Stemona is a genus of vines and subshrubs in the family Stemonaceae, described as a genus in 1790.

Stemona is native to China, the Indian subcontinent, Southeast Asia, Papuasia, and northern Australia.

== Species ==

- S. angusta I.Telford - Qld
- S. aphylla Craib - Thailand
- S. australiana (Benth.) C.H.Wright NG, NT, WA, Qld
- S. burkillii Prain - Thailand, Myanmar
- S. cochinchinensis Gagnep. - Vietnam
- S. collinsiae Craib - Thailand, Vietnam
- S. curtisii Hook.f. - Sri Lanka, Nicobar, Thailand, Lepar Island (Indonesia)
- S. griffithiana Kurz - Myanmar
- S. hutanguriana Chuakul - Thailand
- S. involuta Inthachub - Thailand
- S. japonica (Blume) Miquel - SE China, Japan
- S. javanica (Kunth) Engl. - Java, Maluku, Bismarck, NG
- S. kerrii Craib - Yunnan, Thailand, Vietnam
- S. kurzii Prain - Myanmar
- S. lucida (R.Br.) Duyfjes - Qld, NG, Philippines
- S. mairei (H.Léveillé) K.Krause - Sichuan, Yunnan
- S. parviflora C.H.Wright - Hainan
- S. phyllantha Gagnep. - Thailand
- S. pierrei Gagnep. - Vietnam, Laos
- S. prostrata I.Telford - NT
- S. temona rupestris Inthachub - Thailand
- S. sessilifolia (Miq.) Miq. - SE China
- S. squamigera Gagnep. - Laos
- S. tuberosa Lour. - China, Indian subcontinent, SE Asia, New Guinea

==Fossil record==
2 fossil seeds of †Stemona germanica from the early Miocene, have been found in the Kristina Mine at Hrádek nad Nisou in North Bohemia, the Czech Republic. Fossil seeds of Stemona germanica have also been recorded from the nearby Hartau in Germany. Stemona fossil seeds are recorded from many European sites ranging in ages from the Maastrichtian to the Late Miocene.

########################################

● PROBLEMS TO WORK ON
1. Answer these questions from the Stemona article, one line each.
(a) In what year was Stemona described as a genus?
(b) In which mine were two fossil seeds of Stemona germanica found?
(c) Which species in the list is given only for Laos?
2. From the species list in the Stemona article, name every species whose authority is given as Gagnep.
3. Write the next part of the Stemona article, starting after its fossil record section.

########################################

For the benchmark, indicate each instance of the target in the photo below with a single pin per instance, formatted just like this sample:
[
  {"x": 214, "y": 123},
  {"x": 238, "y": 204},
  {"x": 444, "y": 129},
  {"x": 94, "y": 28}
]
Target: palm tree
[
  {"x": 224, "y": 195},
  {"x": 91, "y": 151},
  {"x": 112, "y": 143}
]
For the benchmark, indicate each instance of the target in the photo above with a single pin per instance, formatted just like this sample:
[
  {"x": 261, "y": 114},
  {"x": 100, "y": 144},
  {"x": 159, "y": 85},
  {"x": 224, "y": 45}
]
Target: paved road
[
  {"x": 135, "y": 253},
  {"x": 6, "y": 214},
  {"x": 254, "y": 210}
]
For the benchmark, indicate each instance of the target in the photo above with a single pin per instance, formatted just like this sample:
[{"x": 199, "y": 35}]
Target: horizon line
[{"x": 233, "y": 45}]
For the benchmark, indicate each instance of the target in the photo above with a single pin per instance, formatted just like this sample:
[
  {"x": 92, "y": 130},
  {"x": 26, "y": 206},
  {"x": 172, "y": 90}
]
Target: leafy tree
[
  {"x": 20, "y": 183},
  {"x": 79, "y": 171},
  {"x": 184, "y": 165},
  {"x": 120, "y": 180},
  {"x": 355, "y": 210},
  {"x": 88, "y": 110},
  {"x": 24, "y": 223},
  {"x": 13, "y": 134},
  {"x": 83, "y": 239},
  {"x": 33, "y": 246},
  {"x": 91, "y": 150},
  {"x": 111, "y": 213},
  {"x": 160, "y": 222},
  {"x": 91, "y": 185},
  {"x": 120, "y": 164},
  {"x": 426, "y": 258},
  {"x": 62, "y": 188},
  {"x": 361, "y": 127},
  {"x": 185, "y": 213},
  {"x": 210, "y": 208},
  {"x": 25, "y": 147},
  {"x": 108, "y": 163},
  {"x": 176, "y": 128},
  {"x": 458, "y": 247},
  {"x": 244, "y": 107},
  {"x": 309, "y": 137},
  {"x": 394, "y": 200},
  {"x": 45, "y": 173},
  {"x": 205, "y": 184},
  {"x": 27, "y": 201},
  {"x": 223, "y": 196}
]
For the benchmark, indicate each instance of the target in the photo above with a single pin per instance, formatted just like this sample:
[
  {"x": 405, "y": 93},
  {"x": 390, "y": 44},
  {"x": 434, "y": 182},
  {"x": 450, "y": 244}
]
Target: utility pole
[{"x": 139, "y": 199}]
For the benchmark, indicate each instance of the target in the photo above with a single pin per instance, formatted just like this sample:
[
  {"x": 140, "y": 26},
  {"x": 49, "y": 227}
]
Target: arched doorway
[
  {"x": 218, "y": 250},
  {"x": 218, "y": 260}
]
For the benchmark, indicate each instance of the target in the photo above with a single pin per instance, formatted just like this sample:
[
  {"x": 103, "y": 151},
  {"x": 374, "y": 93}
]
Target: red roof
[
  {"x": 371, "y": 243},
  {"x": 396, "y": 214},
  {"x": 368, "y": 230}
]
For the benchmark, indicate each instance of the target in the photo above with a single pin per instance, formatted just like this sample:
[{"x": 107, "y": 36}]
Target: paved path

########################################

● ANSWERS PROVIDED
1.
(a) 1790
(b) The Kristina Mine at Hrádek nad Nisou in North Bohemia, the Czech Republic
(c) S. squamigera Gagnep.

2. S. cochinchinensis, S. phyllantha, S. pierrei, S. squamigera

3.
==Cultivation and uses==
Stemona tuberosa (Chinese: 百部; pinyin: bǎi bù), is one of the 50 fundamental herbs used in traditional Chinese medicine.

Stemofoline alkaloids occur in the stems and leaves of Stemona species, particularly S. japonica and have been investigated for use as pharmacological and pesticidal compounds. The chemical structure of the insecticide flupyradifurone was inspired by stemofoline.